*** Opening of Data supplied ***

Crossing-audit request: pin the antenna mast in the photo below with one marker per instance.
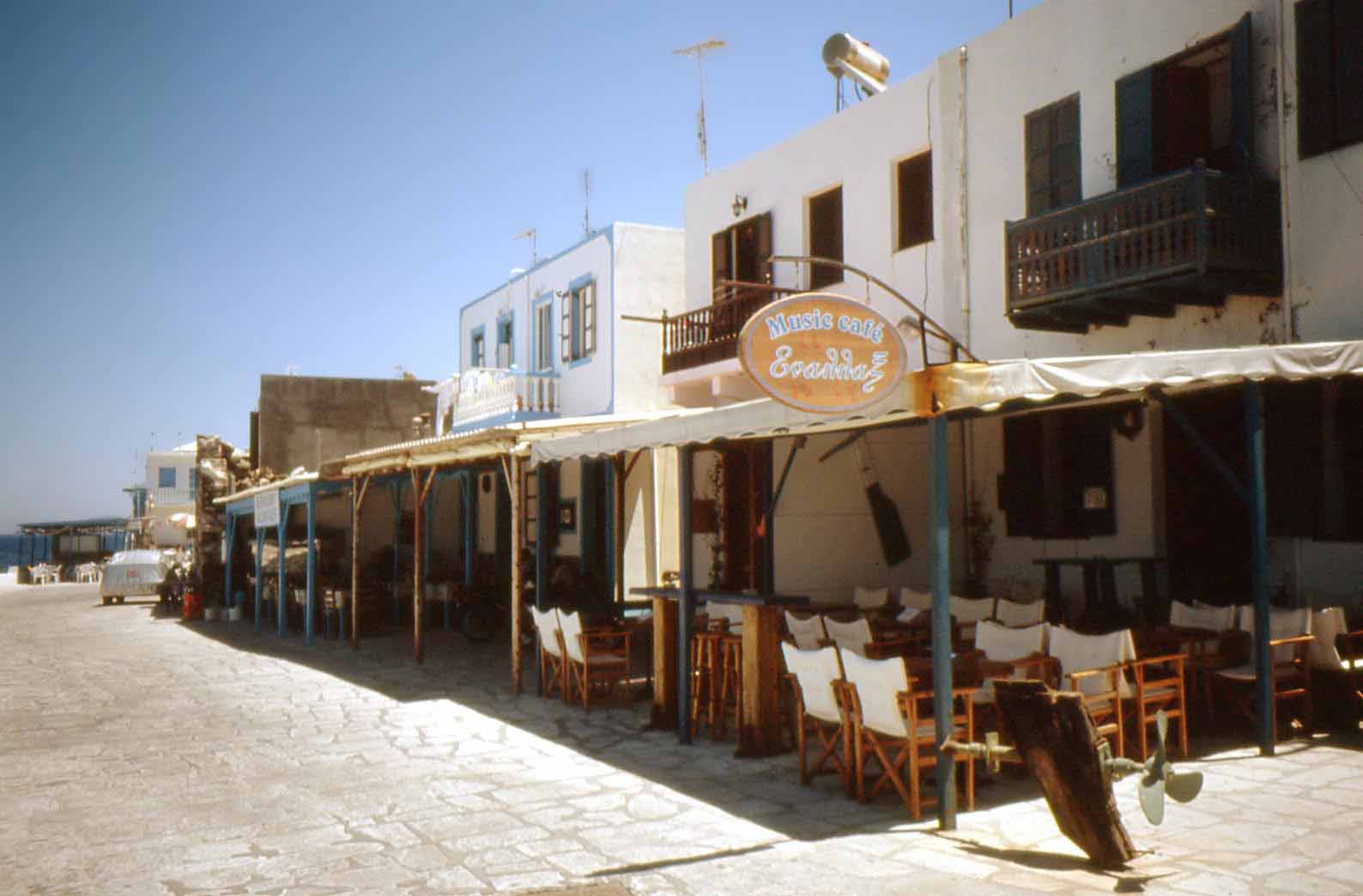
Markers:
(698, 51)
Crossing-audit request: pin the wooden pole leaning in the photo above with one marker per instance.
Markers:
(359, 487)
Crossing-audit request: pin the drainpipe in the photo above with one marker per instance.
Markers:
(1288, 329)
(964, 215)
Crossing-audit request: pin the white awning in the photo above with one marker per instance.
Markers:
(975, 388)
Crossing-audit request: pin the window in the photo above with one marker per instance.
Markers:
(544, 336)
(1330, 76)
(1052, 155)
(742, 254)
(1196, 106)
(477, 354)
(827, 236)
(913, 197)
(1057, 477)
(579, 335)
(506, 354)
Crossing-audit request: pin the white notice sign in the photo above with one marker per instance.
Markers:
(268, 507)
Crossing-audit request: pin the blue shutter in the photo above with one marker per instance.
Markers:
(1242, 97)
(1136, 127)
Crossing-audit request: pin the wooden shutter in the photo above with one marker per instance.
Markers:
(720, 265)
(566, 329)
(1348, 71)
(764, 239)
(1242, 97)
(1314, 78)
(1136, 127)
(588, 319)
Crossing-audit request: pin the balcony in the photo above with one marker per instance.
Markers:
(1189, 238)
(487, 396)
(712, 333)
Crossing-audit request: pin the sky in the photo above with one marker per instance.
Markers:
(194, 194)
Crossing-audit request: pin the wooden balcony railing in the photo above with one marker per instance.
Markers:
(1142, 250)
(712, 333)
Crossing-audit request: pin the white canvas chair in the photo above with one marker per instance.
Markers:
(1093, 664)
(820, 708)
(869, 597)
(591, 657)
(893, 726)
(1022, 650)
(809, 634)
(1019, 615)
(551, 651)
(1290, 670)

*** Close of Data supplied ***

_Work item_
Your answer must be the records above, word for word, with no pictures.

_Exercise solution_
Crossing-audit request: pin the antenna mast in the photo below with one marker per instance.
Markers:
(698, 51)
Crossing-audit request: pin the wooden pole leaning in the photo above with one marker per instance.
Markers:
(359, 487)
Crossing-audit request: pin the drainpipe in the photo above with one marker per instance.
Markers:
(1288, 329)
(964, 215)
Crossing-audit request: pin the white awning in the photo above with one marker per instance.
Markers:
(975, 388)
Crossing-audit request: pin the window in the photo above with one marker per instance.
Markers:
(544, 336)
(1330, 76)
(1052, 155)
(742, 254)
(1196, 106)
(477, 354)
(827, 236)
(913, 197)
(1057, 477)
(579, 335)
(506, 354)
Crossing-audit request: pin the white notice sign in the photo above with one marker per instance.
Markers:
(268, 507)
Crossing-audit request: pin the blue shutter in the photo above with one marker per instance.
Markers:
(1242, 97)
(1136, 127)
Crossing-audit request: pin the wooden shutter in the photo above with one marker per instance.
Markers:
(720, 265)
(566, 329)
(1348, 71)
(764, 239)
(1242, 97)
(1314, 78)
(1136, 127)
(588, 319)
Crossing-audit request: pin the balcony in the photo above with one marker per instance.
Markers:
(1189, 238)
(487, 396)
(712, 333)
Crossing-audit request: pin the sky in the photo above with one marker per instance.
Markers:
(194, 194)
Crossing-audit request: pin the wooden balcony railing in the photo above with one marker per instance.
Markers:
(1142, 250)
(712, 333)
Crossing-audit request: pin the white canvas chair in the photo above with one marker per instance.
Markers:
(1093, 664)
(820, 708)
(869, 597)
(591, 657)
(893, 726)
(1022, 650)
(809, 634)
(1019, 615)
(551, 651)
(1290, 670)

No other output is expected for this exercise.